- **TASK ITEM**
Find the string "white" in the data, then copy every line where it is found.

(Stored items)
════════

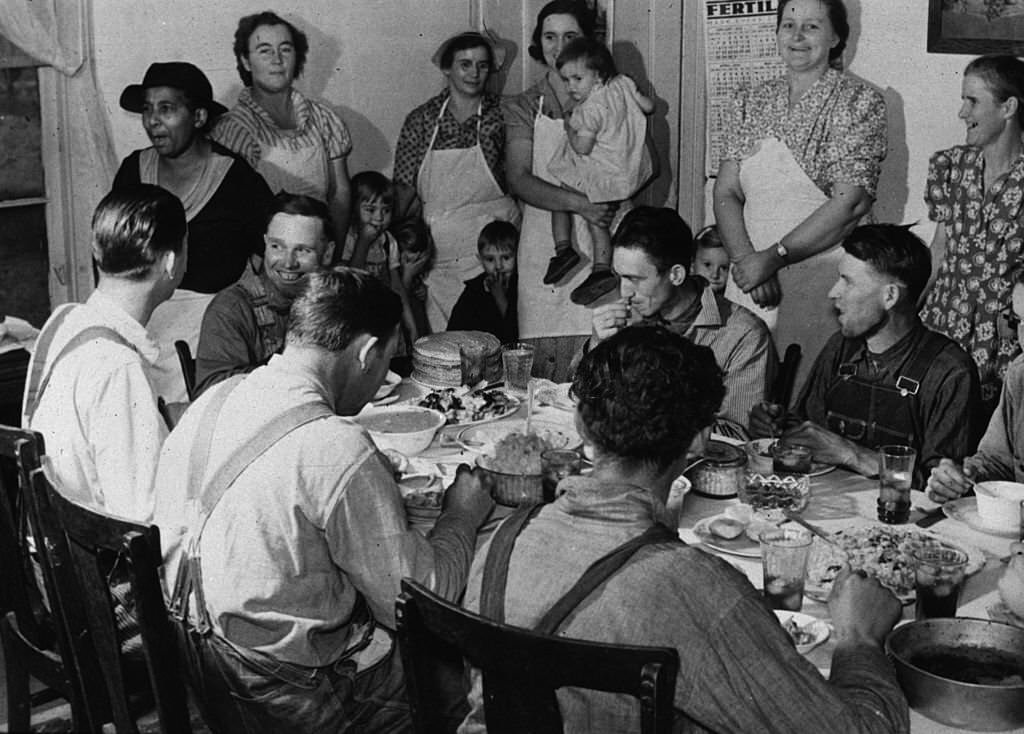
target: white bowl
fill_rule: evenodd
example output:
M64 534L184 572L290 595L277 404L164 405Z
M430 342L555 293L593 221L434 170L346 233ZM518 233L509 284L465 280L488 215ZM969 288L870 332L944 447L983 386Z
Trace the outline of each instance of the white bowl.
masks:
M1020 528L1020 503L1024 501L1024 484L1018 482L978 482L974 485L978 498L978 516L984 525L1007 533Z
M692 486L690 480L682 474L672 482L672 488L668 493L668 501L665 503L669 517L674 523L672 527L679 527L680 518L683 514L683 500L686 499L686 493L690 491Z
M370 433L377 448L394 449L406 456L415 456L426 449L445 420L443 413L416 405L373 408L355 417L356 423Z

════════

- **COMPLETED EXERCISE**
target: white bowl
Trace the outline of each instance of the white bowl.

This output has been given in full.